> **Your task**: Copy the entries from the start up to and including the line containing "[[250, 201], [180, 172], [163, 177], [95, 212], [243, 212]]", with every line and request included, but shift each vertex coordinate in the answer outlines by adding 93. Leave the coordinates in the requests and format samples unchanged, and omit the pictures.

> **Input records**:
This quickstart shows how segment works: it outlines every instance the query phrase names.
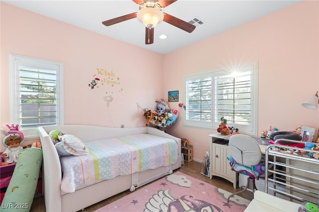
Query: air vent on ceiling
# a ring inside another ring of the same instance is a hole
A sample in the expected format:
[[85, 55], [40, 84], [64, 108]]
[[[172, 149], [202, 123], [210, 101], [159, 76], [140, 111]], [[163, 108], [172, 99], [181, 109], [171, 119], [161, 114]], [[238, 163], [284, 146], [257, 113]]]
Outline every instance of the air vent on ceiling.
[[188, 23], [194, 25], [196, 26], [204, 23], [204, 22], [200, 20], [198, 18], [197, 18], [197, 17], [195, 17], [192, 19], [190, 20], [189, 21], [188, 21]]

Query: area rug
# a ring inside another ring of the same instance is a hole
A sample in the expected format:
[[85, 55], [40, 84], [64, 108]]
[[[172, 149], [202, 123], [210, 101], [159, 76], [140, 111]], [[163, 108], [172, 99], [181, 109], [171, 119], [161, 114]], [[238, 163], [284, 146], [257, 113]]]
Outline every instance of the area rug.
[[250, 201], [180, 172], [163, 177], [95, 212], [243, 212]]

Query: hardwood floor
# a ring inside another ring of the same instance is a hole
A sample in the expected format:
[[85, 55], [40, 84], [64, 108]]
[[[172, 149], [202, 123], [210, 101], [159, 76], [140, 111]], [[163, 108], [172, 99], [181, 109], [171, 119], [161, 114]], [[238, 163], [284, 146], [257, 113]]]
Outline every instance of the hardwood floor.
[[[180, 172], [198, 179], [207, 183], [209, 183], [232, 193], [239, 190], [238, 188], [237, 189], [234, 189], [233, 188], [233, 184], [232, 183], [230, 183], [223, 178], [219, 178], [218, 177], [214, 177], [212, 179], [211, 179], [209, 177], [206, 177], [205, 176], [201, 174], [200, 172], [202, 170], [202, 164], [193, 161], [189, 163], [185, 163], [185, 165], [182, 165], [179, 169], [175, 170], [175, 171], [179, 171]], [[140, 189], [141, 188], [143, 188], [143, 187], [137, 189], [136, 190]], [[120, 194], [86, 208], [81, 211], [84, 212], [93, 212], [130, 194], [132, 194], [132, 192], [129, 190], [123, 192]], [[242, 193], [240, 196], [250, 200], [252, 200], [253, 197], [252, 193], [247, 191]], [[44, 206], [44, 200], [43, 196], [35, 199], [33, 201], [30, 211], [31, 212], [45, 212], [45, 207]]]

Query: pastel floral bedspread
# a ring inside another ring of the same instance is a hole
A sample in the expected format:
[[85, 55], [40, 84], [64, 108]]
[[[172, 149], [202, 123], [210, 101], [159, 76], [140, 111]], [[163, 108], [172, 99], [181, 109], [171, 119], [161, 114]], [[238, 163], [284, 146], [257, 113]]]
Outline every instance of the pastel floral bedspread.
[[149, 134], [137, 134], [85, 143], [88, 155], [60, 158], [61, 190], [74, 192], [79, 187], [101, 180], [174, 164], [178, 156], [176, 141]]

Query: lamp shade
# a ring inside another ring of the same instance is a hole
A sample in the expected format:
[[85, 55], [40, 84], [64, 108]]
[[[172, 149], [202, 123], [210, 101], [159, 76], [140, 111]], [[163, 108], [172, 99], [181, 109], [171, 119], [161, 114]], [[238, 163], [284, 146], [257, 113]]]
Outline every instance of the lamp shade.
[[163, 20], [164, 15], [154, 7], [145, 7], [138, 12], [138, 18], [148, 28], [153, 28]]
[[309, 109], [317, 109], [318, 107], [319, 98], [318, 94], [315, 96], [312, 96], [303, 103], [303, 106]]

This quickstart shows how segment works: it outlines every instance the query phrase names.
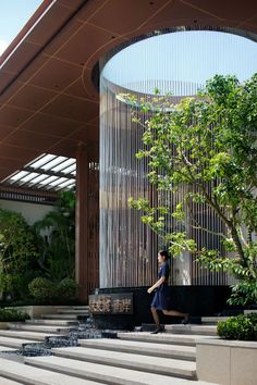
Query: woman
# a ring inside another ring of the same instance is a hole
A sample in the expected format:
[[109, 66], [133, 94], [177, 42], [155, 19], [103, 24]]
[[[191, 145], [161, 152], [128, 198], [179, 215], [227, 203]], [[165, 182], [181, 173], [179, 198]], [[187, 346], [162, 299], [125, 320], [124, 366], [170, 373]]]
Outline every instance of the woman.
[[152, 332], [152, 334], [157, 334], [161, 332], [158, 310], [162, 310], [163, 314], [166, 315], [184, 316], [182, 323], [184, 324], [188, 323], [188, 318], [189, 318], [188, 313], [181, 313], [180, 311], [176, 310], [169, 310], [170, 303], [169, 303], [168, 280], [170, 275], [170, 268], [169, 268], [168, 260], [169, 260], [168, 251], [166, 250], [159, 251], [158, 262], [160, 263], [160, 270], [158, 273], [158, 281], [155, 283], [155, 285], [149, 287], [147, 290], [148, 294], [151, 294], [154, 290], [156, 291], [151, 302], [151, 313], [156, 323], [156, 331]]

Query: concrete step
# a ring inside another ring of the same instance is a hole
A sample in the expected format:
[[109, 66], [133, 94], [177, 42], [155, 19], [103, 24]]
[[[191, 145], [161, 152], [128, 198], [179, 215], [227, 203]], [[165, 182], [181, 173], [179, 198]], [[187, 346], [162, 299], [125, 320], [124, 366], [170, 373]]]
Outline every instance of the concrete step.
[[[184, 378], [170, 377], [168, 375], [138, 372], [131, 369], [114, 368], [99, 363], [64, 359], [61, 357], [29, 357], [25, 362], [36, 368], [53, 370], [54, 372], [69, 374], [82, 378], [111, 384], [111, 385], [188, 385]], [[60, 383], [61, 384], [61, 383]], [[191, 385], [210, 385], [210, 383], [192, 380]], [[70, 384], [69, 384], [70, 385]], [[78, 383], [76, 383], [78, 385]]]
[[217, 336], [216, 325], [166, 325], [167, 333]]
[[1, 376], [0, 376], [0, 384], [1, 385], [23, 385], [22, 383], [17, 383], [16, 381], [8, 380]]
[[58, 310], [58, 314], [75, 314], [75, 315], [89, 316], [89, 311], [79, 310], [79, 309], [63, 309], [63, 310]]
[[193, 346], [182, 346], [182, 345], [168, 345], [168, 344], [152, 344], [152, 343], [142, 343], [133, 340], [122, 340], [122, 339], [110, 339], [110, 338], [99, 338], [99, 339], [79, 339], [78, 344], [82, 347], [111, 350], [111, 351], [122, 351], [134, 355], [145, 355], [162, 358], [176, 358], [188, 361], [196, 360], [196, 348]]
[[[32, 368], [24, 363], [0, 359], [0, 375], [14, 381], [14, 384], [29, 385], [97, 385], [95, 382], [73, 378], [70, 375], [54, 373], [45, 369]], [[12, 383], [2, 383], [12, 384]], [[14, 385], [13, 384], [13, 385]]]
[[77, 321], [77, 315], [76, 314], [42, 314], [41, 315], [42, 320], [72, 320], [72, 321]]
[[9, 348], [9, 347], [2, 346], [2, 345], [0, 346], [0, 352], [2, 352], [2, 351], [15, 351], [15, 350], [16, 349], [14, 349], [14, 348]]
[[7, 346], [9, 348], [14, 348], [14, 349], [22, 349], [24, 345], [27, 344], [38, 344], [38, 340], [35, 339], [22, 339], [22, 338], [11, 338], [11, 337], [3, 337], [0, 336], [0, 345], [1, 346]]
[[37, 341], [44, 341], [46, 337], [57, 337], [60, 334], [54, 333], [37, 333], [37, 332], [27, 332], [27, 331], [0, 331], [0, 338], [1, 337], [10, 337], [10, 338], [26, 338], [26, 339], [34, 339]]
[[217, 325], [219, 321], [227, 321], [229, 316], [201, 316], [203, 325]]
[[37, 333], [50, 333], [50, 334], [69, 334], [70, 331], [76, 328], [76, 326], [47, 326], [47, 325], [29, 325], [25, 323], [9, 323], [10, 330], [12, 331], [28, 331]]
[[78, 326], [76, 320], [26, 320], [26, 324], [29, 325], [49, 325], [49, 326]]
[[[196, 340], [206, 338], [205, 335], [200, 334], [150, 334], [149, 332], [119, 332], [118, 338], [125, 340], [139, 340], [145, 343], [156, 343], [156, 344], [175, 344], [185, 346], [195, 346]], [[213, 336], [208, 336], [208, 339], [215, 338]]]
[[107, 351], [85, 347], [54, 348], [54, 356], [68, 359], [95, 362], [140, 372], [170, 375], [181, 378], [196, 378], [196, 363], [163, 357], [133, 355], [121, 351]]

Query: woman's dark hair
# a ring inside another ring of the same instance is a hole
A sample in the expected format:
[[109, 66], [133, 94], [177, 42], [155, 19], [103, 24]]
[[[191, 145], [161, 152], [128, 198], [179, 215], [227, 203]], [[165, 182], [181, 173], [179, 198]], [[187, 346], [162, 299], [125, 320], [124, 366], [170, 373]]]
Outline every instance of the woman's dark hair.
[[167, 261], [170, 259], [169, 252], [167, 250], [160, 250], [159, 254], [164, 257]]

> **Exercise result**:
This quickstart shows how segment works: it outlines every instance the query phrase names.
Query: air vent on ceiling
# a ring inside another ring of the same instance is a hole
A sample in the expected format:
[[85, 55], [40, 84], [64, 108]]
[[[172, 149], [202, 123], [210, 101], [159, 76], [140, 111]], [[163, 108], [172, 99], [181, 109], [171, 119], [161, 114]], [[238, 163], [284, 146], [257, 113]]]
Outline every instance of the air vent on ceiling.
[[281, 116], [287, 118], [289, 119], [297, 116], [297, 115], [293, 113], [291, 111], [290, 111], [290, 110], [288, 110], [285, 112], [283, 113], [282, 114], [281, 114]]

Query: area rug
# a ring inside another ring of the same instance is a hole
A sample in the expected format:
[[85, 55], [40, 84], [64, 108]]
[[[172, 149], [202, 123], [210, 101], [159, 76], [140, 111]], [[163, 108], [172, 99], [181, 109], [171, 119], [161, 114]], [[238, 163], [284, 146], [257, 113]]]
Outline every instance of the area rug.
[[343, 294], [273, 265], [256, 270], [188, 305], [336, 305]]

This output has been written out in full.